#### Work required
Please transcribe, word for word, the line containing "box: [389, 275, 462, 313]" and every line after it through the end of the records below, and nothing else.
### The data
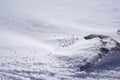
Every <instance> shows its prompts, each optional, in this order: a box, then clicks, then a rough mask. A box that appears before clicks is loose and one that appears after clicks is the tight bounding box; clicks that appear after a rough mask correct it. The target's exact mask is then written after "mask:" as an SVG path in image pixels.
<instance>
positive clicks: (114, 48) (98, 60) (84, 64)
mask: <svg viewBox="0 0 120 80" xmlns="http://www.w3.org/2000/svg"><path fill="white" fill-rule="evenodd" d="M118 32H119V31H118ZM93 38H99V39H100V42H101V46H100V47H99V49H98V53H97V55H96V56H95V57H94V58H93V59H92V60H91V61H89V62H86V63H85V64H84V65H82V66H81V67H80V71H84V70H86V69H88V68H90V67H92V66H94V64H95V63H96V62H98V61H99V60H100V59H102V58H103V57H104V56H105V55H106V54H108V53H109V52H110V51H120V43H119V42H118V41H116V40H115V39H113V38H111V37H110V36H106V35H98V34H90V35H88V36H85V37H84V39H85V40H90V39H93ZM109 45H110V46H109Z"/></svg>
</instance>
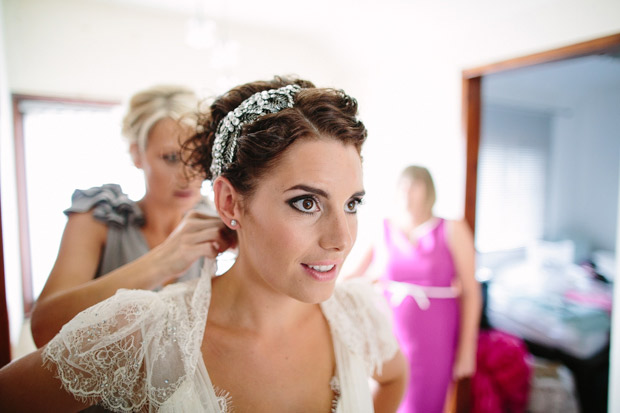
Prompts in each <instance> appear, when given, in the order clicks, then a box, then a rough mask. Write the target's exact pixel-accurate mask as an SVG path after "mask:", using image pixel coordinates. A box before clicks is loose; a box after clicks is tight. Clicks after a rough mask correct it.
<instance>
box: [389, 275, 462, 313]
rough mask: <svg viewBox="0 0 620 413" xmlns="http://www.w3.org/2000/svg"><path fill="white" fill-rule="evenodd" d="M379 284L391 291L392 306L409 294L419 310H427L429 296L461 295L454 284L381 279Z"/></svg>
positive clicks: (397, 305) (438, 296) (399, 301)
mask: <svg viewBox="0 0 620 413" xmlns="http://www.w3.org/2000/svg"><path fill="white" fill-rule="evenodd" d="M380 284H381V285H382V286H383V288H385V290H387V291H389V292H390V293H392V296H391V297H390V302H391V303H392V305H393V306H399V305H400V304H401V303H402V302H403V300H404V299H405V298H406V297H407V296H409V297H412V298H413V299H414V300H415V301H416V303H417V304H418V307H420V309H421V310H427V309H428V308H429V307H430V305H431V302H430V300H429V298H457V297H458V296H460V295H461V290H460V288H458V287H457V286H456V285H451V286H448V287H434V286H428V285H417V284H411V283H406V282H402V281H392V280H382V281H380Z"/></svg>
######
#### Task output
box: [389, 275, 462, 313]
rough mask: <svg viewBox="0 0 620 413" xmlns="http://www.w3.org/2000/svg"><path fill="white" fill-rule="evenodd" d="M379 284L391 291L392 306L409 294L419 310H427L429 296L461 295L454 284L381 279Z"/></svg>
positive clicks: (397, 305) (438, 296) (399, 301)
mask: <svg viewBox="0 0 620 413" xmlns="http://www.w3.org/2000/svg"><path fill="white" fill-rule="evenodd" d="M380 284H381V285H382V286H383V288H385V290H387V291H389V292H390V293H392V296H391V297H390V302H391V303H392V305H393V306H399V305H400V304H401V303H402V302H403V300H404V299H405V298H406V297H407V296H409V297H412V298H413V299H414V300H415V301H416V303H417V304H418V307H420V309H421V310H427V309H428V308H429V307H430V305H431V302H430V300H429V298H457V297H458V296H460V295H461V290H460V288H458V287H457V286H456V285H451V286H448V287H434V286H428V285H417V284H411V283H406V282H402V281H392V280H382V281H380Z"/></svg>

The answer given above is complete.